• [DIRECTIONS]:
Read the records and write them out again exactly.

• [DATA IN THIS EXERCISE]:
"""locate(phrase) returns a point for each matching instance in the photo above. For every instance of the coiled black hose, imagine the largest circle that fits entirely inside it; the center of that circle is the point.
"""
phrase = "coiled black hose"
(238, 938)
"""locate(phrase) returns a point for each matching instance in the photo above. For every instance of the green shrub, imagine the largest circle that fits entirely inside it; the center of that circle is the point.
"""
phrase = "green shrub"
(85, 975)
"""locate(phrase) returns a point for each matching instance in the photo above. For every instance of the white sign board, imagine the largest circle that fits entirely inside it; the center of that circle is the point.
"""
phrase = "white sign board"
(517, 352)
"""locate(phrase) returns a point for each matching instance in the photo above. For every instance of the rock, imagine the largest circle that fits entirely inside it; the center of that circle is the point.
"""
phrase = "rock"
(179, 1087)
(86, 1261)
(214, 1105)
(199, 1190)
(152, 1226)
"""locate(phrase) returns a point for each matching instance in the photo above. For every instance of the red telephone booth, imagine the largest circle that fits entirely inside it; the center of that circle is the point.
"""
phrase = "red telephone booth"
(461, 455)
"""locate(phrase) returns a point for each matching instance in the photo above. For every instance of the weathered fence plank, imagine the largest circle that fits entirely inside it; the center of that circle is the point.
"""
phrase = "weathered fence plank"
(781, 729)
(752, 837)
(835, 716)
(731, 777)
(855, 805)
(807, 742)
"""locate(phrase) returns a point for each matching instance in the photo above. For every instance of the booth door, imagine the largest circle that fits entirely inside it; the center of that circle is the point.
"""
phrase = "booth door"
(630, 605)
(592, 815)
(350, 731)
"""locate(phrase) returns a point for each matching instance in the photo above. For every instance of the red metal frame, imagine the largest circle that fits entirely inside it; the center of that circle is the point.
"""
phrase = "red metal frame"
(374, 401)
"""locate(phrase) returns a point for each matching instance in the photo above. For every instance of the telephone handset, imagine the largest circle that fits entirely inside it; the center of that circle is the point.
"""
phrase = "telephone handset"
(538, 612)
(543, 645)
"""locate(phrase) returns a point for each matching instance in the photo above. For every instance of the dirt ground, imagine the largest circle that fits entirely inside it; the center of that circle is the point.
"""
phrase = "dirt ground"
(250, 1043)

• [ANSWER BOX]:
"""locate(phrase) returns a point for each matching instance in the photo above. For every instance of the coiled black hose, imagine the largest circle that fits entirely inside it; the center of that circle is the point.
"""
phrase = "coiled black hose"
(238, 938)
"""locate(phrase) returns a point for each matching instance in the photo above. For every instance of the green shrub, imagine the largest circle that fits entirely inside it; the center of that circle is the point.
"""
phrase = "green shrub"
(85, 975)
"""locate(phrase) returns a point for each matching instance in the photo above. For every instance of the white sign board, imagine the largest circle that fits entirely inside it; the center of that circle is the point.
"""
phrase = "white sign board"
(517, 352)
"""locate(phrase) returns a point for each matching instance in the photo above. For every instance of the rock, imagine the largest circle that fits entirely inside it; the center of that circle is the point.
"""
phrase = "rock"
(179, 1087)
(86, 1261)
(214, 1105)
(199, 1190)
(152, 1226)
"""locate(phrase) returns a point for each matching instance in the photo above. For every instance of the red telephone booth, imagine the largest circle that fits entirely inside it; the center of that circle is the point.
"""
phrase = "red telephone booth"
(461, 455)
"""locate(phrase) returns a point for each matching instance in the photo above. For every instance of the weathered fence plank, imagine the largest circle that fits entirely inside it; the center of that circle is the point.
"""
phrase = "weathered fence plank"
(781, 729)
(752, 837)
(835, 716)
(731, 777)
(855, 805)
(807, 742)
"""locate(phrase) returns a point for each matching instance in the photo above. For every instance of the booth door, imagine the largest circle that fits entirely inside it; the center of that circle is the point.
"""
phrase = "booth door"
(630, 605)
(592, 815)
(350, 731)
"""locate(phrase) returns a point for each matching instance in the photo above. For every instance of the red metal frame, imagine the largest circle that fits entirely inside it; the center of that circle is the point.
"""
phrase = "red metal frame"
(374, 401)
"""locate(phrase) returns a point for each matching instance in the photo above. For every instance of the telephone handset, imagine the largest circle that fits entirely inside it; the center of that circle is the point.
"""
phrase = "telephone handset"
(538, 612)
(543, 645)
"""locate(phrase) returns a point for each matching instance in the photo above. For every instance of the dirt ground, imagine the largest circle that fits entirely inside it; the center of that circle is the point.
"""
phrase = "dirt ground"
(250, 1043)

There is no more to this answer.